By Lewis Carroll; edited by Martin Gardner

The Annotated AliceA beautifully compiled book, The Annotated Alice features both Alice's Adventures in Wonderland and Through The Looking-Glass and What Alice Found There, as well as the original illustrations, several introductions, essays, an excised chapter, and hundreds of annotations. It's wonderfully comprehensive.

The editor has a clear goal: to present Carroll's books in their original context, so contemporary readers can appreciate them as much as they were when first published. It's a sad fact, but today few young children, Alice's primary audience, can comprehend Carroll's rich sense of humor or incredible in-jokes and allusions. This book aims to change that, letting readers appreciate the 19th-century, upper-class British society that Alice called home.

It makes a big difference with many common questions. What is a dormouse? (A British squirrel - now endangered.) A chimneypiece? (We call it the mantel.) What does catching a crab mean? (It's a rowing error - the oar sticks in the ground, then pops out and hits the rower.) Why is a raven like a writing-desk? Beyond these, another of the major tasks of the annotator is including all of the several dozen original songs and poems that Carroll satirizes in the books - references that would have been as clear to Victorian children as Weird Al spoofing Puff Daddy today. Two of my favorite parts of the book are the play-by-play annotations describing Looking-Glass's chess moves, and Sir John Tenniel's artwork - reproduced faithfully and clearly, and including several original sketches.

This task of clarification is an admirable goal. However, the editor understandably eliminates a lot of conjecture into the psychological undertones or thematic implications of the Alice stories, other than the most obvious concepts. This is unfortunate for adult readers looking for insight into Dodgson's life (and, of course into his - by modern standards decidedly scandalous - relationship with a beautiful girl twenty years his younger), or into the psychological issues that reveal themselves through the books. But these issues have been analyzed so thoroughly elsewhere that they could not possibly be included in any brief way. Thankfully, the book includes a detailed bibliography of both biographies of Dodgson and analyses of his books.

WHAT YOU NEED TO DO —
In the review of The Annotated Alice, what does "catching a crab" mean?

INFORMATION SUPPLIED —

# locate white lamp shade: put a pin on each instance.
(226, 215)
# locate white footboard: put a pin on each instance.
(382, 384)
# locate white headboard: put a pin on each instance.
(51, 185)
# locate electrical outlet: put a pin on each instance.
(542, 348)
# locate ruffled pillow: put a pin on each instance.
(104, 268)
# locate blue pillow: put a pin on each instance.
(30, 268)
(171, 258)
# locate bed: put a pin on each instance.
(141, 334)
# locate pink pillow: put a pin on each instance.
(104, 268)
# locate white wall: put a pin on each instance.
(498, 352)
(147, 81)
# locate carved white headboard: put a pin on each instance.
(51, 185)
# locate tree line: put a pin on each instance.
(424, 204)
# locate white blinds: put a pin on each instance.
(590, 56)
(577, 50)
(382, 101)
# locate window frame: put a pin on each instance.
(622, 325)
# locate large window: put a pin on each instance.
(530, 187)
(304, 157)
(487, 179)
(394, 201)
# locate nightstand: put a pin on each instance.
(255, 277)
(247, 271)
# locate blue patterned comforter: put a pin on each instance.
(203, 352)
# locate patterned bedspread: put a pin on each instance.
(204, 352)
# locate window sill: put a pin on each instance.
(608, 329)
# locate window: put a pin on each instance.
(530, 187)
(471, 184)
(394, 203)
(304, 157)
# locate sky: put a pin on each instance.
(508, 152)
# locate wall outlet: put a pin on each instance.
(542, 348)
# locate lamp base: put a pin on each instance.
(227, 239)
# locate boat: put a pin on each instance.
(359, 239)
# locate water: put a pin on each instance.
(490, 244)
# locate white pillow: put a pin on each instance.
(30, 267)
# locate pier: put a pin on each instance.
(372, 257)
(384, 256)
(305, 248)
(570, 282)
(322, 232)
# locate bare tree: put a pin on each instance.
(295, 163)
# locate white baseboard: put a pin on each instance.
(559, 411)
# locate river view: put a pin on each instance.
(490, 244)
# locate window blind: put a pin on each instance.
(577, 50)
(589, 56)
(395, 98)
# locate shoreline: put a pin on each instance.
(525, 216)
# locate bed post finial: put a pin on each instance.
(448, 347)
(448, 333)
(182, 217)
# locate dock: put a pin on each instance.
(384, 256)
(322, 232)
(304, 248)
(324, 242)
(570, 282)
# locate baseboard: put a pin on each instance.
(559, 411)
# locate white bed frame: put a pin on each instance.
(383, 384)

FINAL ANSWER —
It is a rowing error: the oar sticks in the ground, then pops out and hits the rower.